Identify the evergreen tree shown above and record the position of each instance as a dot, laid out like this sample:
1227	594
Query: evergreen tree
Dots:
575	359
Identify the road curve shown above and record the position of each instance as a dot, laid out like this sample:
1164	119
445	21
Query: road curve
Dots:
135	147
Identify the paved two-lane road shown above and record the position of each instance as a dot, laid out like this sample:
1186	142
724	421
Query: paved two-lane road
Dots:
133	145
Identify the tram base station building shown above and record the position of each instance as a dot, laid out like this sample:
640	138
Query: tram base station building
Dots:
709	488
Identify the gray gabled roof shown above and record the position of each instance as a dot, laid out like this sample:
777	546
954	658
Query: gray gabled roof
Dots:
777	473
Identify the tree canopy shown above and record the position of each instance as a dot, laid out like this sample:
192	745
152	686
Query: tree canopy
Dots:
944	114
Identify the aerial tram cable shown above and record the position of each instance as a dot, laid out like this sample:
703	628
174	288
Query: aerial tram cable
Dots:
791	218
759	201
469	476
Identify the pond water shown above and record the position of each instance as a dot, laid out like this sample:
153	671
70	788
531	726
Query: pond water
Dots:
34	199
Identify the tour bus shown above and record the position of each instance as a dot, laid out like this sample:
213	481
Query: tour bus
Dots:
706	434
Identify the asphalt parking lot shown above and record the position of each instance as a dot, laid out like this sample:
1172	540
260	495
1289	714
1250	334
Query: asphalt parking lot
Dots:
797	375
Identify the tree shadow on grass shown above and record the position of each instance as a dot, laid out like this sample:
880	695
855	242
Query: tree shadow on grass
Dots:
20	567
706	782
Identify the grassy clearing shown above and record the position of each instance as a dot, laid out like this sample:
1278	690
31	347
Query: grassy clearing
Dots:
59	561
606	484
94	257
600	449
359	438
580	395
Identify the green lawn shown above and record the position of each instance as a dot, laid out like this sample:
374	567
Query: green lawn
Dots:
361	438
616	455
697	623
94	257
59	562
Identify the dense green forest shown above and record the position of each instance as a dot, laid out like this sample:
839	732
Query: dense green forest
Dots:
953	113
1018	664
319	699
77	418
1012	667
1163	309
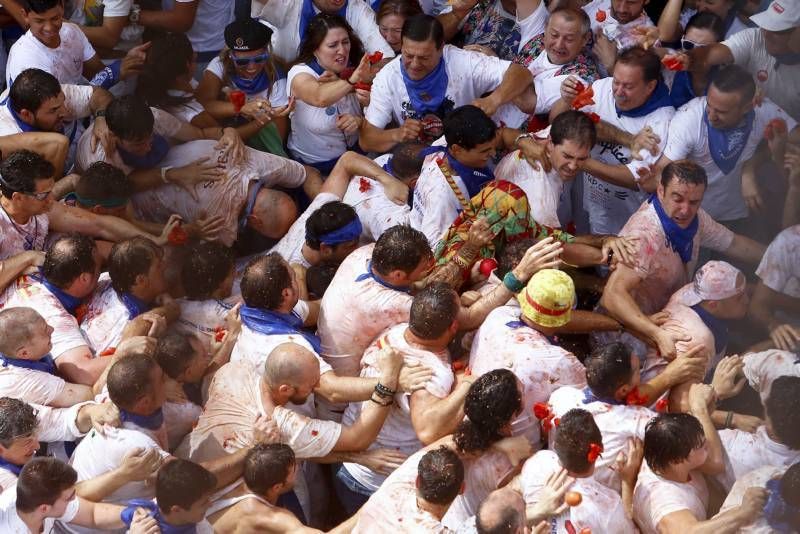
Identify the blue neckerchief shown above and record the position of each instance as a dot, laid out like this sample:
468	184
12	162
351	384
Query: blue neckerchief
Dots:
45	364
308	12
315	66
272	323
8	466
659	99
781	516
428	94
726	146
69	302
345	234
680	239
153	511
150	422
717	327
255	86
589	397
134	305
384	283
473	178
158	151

==============================

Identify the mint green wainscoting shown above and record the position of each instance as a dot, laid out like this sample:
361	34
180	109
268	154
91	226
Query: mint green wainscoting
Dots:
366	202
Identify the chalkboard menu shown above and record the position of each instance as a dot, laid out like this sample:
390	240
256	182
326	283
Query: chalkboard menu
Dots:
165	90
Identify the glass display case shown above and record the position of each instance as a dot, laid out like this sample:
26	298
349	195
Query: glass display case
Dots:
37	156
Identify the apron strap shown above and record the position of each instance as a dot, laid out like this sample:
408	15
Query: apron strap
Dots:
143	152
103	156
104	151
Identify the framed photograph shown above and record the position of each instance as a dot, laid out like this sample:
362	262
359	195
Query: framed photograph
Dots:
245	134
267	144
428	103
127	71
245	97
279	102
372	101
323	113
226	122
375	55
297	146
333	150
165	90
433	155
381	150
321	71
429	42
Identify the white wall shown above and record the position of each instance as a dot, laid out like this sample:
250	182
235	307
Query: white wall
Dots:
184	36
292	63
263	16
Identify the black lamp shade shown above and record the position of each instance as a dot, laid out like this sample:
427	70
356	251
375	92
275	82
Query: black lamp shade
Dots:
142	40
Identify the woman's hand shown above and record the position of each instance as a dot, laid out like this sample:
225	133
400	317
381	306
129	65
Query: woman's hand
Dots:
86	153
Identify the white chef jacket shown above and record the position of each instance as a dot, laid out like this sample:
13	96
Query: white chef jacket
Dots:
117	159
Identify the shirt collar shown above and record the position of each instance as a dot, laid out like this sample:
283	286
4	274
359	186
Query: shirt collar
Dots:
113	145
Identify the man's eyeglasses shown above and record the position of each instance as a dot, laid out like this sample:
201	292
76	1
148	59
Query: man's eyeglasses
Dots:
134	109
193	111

==============================

● **Work task**
Starting at the line that has "Identify the evergreen" and ending at the line that has "Query: road curve", please write out the lines above exactly, leaving out all others.

● **Your solution**
Identify the evergreen tree shown above and record the position of each instance as a dot, laid out like this sample:
1227	594
Query: evergreen tree
Dots:
575	359
Identify the road curve shown above and record the position of each instance as a dot, laid out like this sample:
1164	119
445	21
Query: road curve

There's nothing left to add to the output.